▶ _Required work_
Retype the data exactly, skipping any picture in it.

▶ _Records for the task_
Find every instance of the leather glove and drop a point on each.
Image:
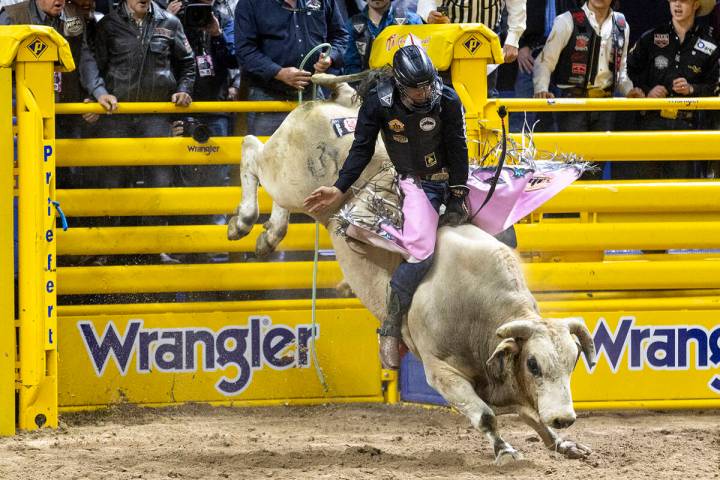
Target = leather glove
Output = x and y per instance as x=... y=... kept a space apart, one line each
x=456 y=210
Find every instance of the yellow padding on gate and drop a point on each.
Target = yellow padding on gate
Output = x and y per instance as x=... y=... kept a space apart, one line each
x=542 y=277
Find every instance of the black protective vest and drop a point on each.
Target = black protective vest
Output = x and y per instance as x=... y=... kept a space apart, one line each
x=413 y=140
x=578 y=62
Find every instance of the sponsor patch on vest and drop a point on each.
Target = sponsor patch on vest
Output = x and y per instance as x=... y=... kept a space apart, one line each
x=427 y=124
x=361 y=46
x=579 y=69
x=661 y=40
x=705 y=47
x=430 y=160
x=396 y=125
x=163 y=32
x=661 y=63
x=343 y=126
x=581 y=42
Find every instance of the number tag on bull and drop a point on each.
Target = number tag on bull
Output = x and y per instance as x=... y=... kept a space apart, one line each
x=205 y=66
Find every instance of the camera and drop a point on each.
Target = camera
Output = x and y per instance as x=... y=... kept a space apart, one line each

▶ _Your response_
Find every instance of the leather glove and drop a point on each.
Image:
Target = leather glove
Output = x and y per instance as x=... y=... kept a space apart, one line each
x=456 y=210
Find every instance of the yellow padding on gate and drop a point on each.
Target = yellow padding on gate
Output = x and y per instance as x=... y=... kept a space apart, one line each
x=542 y=277
Find every instance of the black protective vest and drop a point on each.
Target = black protective vest
Output = x and y per instance as x=... y=... kept a space apart, one line each
x=413 y=140
x=578 y=62
Find every instance of the sponsor patch on vest and drop a point on each.
Target = sponsor patch on vest
Output = x and y per instance as x=... y=... kept a space apart, one line each
x=427 y=124
x=361 y=46
x=579 y=69
x=661 y=40
x=705 y=47
x=430 y=160
x=396 y=125
x=163 y=32
x=661 y=63
x=343 y=126
x=581 y=42
Find every instance of the number tag on bull and drop a point on each.
Target = number tag on bull
Output = x and y per instance as x=... y=... kept a space apart, one line each
x=205 y=66
Find every instance of the camera and drop a point on each.
Target = camera
Output = x and y per instance as x=... y=... kept a space apart, one line each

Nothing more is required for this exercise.